## Required work
Look in the material below for the line holding "Target: man in white sweater". Set it down exactly, with each later line up to and including the line holding "Tag every instance of the bush".

*** Provided information ***

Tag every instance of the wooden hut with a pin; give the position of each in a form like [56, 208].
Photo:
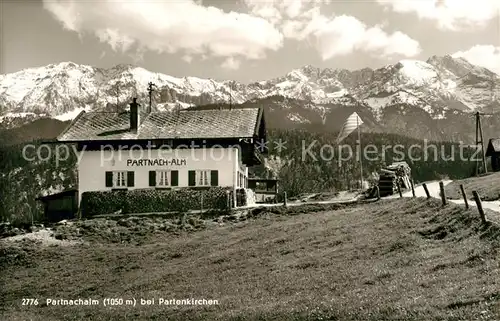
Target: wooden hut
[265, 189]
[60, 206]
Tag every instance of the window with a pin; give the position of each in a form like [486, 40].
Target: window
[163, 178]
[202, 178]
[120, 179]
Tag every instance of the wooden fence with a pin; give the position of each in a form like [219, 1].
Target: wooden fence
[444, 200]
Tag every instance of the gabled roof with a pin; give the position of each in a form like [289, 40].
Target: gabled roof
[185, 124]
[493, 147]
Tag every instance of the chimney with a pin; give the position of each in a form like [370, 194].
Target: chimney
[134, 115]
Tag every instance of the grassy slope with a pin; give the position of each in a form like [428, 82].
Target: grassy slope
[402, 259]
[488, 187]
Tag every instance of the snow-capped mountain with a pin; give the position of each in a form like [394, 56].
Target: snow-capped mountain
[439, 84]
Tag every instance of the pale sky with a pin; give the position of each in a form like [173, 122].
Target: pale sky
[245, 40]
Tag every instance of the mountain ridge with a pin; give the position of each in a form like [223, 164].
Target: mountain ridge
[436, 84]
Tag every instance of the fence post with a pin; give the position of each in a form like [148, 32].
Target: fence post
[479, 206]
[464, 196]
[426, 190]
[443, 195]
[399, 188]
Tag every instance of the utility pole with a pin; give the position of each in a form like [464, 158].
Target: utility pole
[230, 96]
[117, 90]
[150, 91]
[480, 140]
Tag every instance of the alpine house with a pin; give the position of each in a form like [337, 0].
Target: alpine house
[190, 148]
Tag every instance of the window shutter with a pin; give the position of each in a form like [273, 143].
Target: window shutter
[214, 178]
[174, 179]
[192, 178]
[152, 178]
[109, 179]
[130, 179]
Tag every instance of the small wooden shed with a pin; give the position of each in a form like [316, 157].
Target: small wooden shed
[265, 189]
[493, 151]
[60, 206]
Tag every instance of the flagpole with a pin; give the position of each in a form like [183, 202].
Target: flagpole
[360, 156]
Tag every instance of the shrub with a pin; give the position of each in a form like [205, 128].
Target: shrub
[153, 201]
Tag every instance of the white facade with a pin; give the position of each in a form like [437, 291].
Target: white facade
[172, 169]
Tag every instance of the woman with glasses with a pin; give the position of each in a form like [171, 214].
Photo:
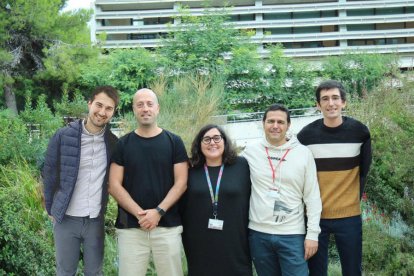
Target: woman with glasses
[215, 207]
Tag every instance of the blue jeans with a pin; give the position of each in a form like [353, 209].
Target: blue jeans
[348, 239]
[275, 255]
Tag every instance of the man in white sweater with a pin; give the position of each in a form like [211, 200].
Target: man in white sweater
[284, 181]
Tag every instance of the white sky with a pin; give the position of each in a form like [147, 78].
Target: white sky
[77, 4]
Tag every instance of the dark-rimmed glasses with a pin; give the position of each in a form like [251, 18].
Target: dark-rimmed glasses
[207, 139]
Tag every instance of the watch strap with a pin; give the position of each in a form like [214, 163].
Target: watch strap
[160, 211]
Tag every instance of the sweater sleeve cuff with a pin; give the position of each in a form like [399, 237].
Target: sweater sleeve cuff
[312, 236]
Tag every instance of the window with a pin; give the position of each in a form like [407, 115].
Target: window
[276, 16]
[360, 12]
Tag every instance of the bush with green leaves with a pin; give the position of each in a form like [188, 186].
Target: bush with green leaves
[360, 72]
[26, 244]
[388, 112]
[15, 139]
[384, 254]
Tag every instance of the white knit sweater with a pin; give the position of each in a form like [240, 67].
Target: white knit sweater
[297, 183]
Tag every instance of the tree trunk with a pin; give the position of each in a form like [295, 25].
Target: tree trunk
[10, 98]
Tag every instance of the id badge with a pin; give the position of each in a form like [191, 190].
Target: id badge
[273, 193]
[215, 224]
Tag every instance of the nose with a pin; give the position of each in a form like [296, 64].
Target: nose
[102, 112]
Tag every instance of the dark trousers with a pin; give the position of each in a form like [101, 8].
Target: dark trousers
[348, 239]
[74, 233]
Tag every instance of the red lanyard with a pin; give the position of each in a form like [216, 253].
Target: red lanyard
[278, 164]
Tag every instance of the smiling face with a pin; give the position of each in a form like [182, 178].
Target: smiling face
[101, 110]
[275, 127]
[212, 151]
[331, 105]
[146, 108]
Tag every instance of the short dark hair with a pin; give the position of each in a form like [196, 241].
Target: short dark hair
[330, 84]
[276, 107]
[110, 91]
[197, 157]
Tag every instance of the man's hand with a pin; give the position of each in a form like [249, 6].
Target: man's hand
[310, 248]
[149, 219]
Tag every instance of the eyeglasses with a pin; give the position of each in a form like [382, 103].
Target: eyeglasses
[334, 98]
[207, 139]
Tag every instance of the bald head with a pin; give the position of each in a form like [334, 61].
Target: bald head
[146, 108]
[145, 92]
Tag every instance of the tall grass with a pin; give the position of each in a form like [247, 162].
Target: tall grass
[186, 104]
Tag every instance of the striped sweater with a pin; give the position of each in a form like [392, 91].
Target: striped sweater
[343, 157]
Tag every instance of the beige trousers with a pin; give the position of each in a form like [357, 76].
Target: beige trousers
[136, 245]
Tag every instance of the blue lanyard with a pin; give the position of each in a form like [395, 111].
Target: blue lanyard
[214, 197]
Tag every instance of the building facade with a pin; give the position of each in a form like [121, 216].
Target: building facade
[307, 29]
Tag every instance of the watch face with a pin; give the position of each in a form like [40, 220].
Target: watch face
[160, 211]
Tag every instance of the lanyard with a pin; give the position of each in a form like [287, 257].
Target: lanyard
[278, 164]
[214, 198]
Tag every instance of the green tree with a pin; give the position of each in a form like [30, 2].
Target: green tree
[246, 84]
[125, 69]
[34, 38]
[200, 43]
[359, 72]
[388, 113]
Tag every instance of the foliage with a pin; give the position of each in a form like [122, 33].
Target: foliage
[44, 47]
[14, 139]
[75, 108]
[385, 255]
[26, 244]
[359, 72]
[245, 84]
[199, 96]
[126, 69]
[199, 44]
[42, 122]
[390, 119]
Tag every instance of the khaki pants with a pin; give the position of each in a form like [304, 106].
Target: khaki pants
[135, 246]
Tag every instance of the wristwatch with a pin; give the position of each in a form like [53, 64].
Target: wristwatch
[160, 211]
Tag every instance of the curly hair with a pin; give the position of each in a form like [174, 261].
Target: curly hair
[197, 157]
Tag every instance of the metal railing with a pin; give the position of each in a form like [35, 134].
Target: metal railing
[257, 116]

*** End of Provided information ***

## Solution to the problem
Target: man in white sweater
[284, 181]
Tag every instance of the white sky with a pin; give the position of each in a form like [147, 78].
Target: white sky
[77, 4]
Tag every instance of the dark-rimmed glasses with a pin; give the position of each in a form like [251, 18].
Target: dark-rimmed glasses
[207, 139]
Tag every instance of the watch strap with a pin; give the position of each in a form like [214, 163].
Target: watch strap
[160, 211]
Tag every instance of the sweater sleeve cuff with a pin; give the position of each in a form like [399, 237].
Target: sweater sleeve cuff
[312, 236]
Tag every instance of the window with a pin; give the position of each in a form like [407, 115].
Target: window
[276, 16]
[360, 12]
Tag every instance of the bush with green leaves with a pin; give the position of each in a form like [188, 186].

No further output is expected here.